## What is needed
Nothing but the lines from the one with "Keypoint placement for each instance of the woman's" to the final line should be returned, each exactly as it appears.

--- BEGIN ---

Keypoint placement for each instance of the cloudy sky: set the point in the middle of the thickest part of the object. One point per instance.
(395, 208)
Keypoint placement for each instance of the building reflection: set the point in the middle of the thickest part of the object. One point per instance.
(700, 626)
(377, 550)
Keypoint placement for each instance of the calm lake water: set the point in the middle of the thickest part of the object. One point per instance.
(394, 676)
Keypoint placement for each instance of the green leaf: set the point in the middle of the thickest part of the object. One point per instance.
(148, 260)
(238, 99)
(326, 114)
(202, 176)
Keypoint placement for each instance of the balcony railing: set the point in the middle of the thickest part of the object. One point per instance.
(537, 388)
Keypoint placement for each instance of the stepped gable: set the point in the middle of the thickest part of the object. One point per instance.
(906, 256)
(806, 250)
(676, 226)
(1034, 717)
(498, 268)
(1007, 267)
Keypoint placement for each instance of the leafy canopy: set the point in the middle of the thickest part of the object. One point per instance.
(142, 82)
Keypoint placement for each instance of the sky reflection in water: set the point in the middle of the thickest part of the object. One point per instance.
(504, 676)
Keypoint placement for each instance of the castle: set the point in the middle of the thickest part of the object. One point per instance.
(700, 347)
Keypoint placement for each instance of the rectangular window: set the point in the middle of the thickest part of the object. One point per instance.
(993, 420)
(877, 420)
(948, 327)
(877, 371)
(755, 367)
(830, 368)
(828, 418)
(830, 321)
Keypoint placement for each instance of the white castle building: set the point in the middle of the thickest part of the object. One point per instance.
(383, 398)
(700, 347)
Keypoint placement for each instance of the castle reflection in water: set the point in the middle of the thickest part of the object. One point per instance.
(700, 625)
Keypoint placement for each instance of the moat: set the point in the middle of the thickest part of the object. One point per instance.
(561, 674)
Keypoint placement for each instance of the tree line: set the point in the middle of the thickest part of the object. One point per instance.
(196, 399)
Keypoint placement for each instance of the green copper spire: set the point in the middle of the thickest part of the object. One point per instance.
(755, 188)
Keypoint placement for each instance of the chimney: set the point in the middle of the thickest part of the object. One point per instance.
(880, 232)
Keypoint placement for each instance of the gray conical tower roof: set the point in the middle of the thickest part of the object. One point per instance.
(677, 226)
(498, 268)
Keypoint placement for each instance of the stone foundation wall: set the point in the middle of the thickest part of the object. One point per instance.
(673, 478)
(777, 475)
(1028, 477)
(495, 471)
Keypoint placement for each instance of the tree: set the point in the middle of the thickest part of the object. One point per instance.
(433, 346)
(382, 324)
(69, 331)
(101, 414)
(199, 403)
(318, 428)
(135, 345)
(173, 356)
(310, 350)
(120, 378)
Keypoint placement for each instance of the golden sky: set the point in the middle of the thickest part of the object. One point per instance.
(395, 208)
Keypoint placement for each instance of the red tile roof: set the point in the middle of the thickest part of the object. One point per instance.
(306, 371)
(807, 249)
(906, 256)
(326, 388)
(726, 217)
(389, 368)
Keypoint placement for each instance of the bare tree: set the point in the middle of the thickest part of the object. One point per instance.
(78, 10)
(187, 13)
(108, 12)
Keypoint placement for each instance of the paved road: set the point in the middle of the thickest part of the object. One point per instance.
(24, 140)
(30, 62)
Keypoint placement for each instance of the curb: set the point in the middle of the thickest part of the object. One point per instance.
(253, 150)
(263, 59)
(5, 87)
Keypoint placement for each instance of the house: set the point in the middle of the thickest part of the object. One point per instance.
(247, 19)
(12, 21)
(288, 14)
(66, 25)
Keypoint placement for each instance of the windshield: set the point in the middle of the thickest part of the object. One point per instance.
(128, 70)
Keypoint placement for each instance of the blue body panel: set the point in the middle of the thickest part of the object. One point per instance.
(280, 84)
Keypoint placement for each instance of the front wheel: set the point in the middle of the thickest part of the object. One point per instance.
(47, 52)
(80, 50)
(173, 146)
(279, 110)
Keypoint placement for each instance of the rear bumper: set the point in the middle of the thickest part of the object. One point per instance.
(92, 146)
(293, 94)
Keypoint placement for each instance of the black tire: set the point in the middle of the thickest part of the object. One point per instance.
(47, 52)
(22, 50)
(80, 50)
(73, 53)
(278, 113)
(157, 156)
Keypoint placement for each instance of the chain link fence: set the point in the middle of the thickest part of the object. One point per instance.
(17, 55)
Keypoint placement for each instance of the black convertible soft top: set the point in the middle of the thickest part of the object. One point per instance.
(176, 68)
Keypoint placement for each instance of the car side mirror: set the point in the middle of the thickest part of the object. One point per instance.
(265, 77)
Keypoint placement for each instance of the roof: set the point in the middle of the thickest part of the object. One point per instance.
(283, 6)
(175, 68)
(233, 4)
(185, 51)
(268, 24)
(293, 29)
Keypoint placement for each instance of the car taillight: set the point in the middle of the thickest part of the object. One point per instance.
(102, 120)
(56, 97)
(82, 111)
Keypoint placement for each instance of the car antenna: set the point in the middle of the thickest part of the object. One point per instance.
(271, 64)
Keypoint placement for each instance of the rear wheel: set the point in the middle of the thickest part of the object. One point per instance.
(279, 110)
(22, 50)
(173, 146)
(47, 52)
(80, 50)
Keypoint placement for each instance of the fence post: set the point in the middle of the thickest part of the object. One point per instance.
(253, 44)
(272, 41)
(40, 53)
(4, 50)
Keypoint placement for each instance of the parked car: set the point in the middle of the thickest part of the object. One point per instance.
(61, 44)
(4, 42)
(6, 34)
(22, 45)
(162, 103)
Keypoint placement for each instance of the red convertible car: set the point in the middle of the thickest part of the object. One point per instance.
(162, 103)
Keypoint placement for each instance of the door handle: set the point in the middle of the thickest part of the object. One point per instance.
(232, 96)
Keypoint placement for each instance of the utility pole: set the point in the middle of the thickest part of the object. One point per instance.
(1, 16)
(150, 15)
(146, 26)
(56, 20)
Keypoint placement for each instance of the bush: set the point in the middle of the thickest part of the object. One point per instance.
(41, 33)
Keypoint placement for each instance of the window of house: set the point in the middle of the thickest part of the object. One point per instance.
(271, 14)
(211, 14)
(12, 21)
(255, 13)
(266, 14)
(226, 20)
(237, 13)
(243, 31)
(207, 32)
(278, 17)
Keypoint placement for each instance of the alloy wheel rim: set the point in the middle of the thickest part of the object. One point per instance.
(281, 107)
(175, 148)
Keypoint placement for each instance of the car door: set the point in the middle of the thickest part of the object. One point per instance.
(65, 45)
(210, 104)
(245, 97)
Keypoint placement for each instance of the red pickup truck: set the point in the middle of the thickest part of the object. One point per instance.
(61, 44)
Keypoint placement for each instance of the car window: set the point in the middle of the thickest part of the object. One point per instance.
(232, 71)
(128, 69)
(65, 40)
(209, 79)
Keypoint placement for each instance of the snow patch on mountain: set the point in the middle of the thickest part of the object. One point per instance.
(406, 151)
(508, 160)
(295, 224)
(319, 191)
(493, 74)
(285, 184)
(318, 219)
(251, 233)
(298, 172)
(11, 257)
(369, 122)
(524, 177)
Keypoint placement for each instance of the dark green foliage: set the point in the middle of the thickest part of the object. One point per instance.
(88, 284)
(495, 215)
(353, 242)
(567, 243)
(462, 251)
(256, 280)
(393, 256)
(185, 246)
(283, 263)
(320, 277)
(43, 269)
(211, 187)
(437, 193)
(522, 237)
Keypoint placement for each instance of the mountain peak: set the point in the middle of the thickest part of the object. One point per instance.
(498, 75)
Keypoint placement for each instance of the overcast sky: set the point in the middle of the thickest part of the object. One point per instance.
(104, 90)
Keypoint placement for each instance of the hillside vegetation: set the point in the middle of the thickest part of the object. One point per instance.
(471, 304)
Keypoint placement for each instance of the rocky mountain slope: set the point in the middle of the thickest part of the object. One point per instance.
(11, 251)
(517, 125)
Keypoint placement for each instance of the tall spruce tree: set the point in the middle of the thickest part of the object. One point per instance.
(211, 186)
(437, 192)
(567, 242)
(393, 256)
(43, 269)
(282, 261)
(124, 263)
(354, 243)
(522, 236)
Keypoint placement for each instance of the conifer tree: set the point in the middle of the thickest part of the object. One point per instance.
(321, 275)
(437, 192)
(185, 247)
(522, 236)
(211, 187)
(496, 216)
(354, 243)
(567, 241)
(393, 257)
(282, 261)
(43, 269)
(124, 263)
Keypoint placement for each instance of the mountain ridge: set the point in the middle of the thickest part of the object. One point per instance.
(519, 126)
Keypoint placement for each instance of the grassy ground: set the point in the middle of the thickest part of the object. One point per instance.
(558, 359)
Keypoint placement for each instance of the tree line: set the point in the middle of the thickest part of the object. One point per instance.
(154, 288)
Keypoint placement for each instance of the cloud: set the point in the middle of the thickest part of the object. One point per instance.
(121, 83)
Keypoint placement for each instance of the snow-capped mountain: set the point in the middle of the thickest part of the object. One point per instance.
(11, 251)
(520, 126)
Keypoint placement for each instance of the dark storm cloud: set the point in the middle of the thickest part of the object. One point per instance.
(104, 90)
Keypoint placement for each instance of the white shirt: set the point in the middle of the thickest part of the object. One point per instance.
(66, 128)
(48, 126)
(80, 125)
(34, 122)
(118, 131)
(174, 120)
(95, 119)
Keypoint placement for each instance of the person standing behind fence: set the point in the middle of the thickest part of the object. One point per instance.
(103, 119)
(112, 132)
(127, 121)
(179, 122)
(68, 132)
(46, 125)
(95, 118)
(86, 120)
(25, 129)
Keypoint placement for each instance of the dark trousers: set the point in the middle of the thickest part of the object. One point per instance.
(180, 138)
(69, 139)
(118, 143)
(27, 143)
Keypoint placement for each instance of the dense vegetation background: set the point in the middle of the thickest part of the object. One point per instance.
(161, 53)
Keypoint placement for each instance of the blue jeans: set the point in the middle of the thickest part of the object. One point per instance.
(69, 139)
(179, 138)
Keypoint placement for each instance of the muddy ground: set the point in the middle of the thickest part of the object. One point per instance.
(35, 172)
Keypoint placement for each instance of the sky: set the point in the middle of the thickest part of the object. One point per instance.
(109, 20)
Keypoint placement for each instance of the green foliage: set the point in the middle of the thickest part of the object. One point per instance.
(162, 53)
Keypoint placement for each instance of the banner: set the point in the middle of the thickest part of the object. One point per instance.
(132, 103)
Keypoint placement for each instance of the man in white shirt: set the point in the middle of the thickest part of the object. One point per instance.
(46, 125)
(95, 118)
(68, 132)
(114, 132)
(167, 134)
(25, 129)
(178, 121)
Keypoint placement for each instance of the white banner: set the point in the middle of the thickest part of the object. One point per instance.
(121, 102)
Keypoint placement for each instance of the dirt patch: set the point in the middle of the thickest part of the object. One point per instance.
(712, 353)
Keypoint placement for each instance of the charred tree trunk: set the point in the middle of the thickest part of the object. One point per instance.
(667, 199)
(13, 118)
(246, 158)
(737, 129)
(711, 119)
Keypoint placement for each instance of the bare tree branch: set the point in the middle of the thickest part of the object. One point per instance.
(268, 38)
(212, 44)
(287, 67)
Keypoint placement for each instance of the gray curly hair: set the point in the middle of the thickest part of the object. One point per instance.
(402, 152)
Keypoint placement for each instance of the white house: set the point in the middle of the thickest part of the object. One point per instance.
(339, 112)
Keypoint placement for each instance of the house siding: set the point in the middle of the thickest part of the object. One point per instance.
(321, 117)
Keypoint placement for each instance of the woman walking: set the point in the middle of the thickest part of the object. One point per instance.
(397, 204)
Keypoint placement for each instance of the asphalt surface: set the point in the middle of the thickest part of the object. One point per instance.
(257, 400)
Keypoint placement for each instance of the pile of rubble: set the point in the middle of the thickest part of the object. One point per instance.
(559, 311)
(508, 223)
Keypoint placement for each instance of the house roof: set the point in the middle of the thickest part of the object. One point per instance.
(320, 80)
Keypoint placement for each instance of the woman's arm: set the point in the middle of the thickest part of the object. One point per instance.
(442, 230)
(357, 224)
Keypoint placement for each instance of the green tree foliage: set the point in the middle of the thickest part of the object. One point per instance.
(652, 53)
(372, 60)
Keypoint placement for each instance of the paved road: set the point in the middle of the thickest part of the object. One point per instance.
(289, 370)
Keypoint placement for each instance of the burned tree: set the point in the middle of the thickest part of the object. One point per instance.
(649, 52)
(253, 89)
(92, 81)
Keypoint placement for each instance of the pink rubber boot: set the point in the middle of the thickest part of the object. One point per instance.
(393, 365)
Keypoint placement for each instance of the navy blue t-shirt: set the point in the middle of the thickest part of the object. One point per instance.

--- END ---

## Finished answer
Keypoint placement for each instance of the woman's arm: set the point in the middle of the thickest part of the object. One point per instance.
(442, 230)
(357, 224)
Keypoint placement for each instance of the green tree foliage: set the point in the middle of the thickest part of the object. One point per instance.
(652, 53)
(372, 60)
Keypoint placement for each instance of the paved road: set the point in the middle of the thickest part of the object. One point per instance.
(289, 370)
Keypoint placement for each instance of the burned tree: set the point in the middle of the thickest part of the object. One point per instance.
(649, 52)
(253, 89)
(92, 81)
Keypoint placement for each instance of the pink rubber boot: set the point in the middle of the thickest part of the object. One point per instance.
(393, 365)
Keypoint placement for each instance of the navy blue t-shirt: set the point in the middle of the thickest part of the object. One point per instance.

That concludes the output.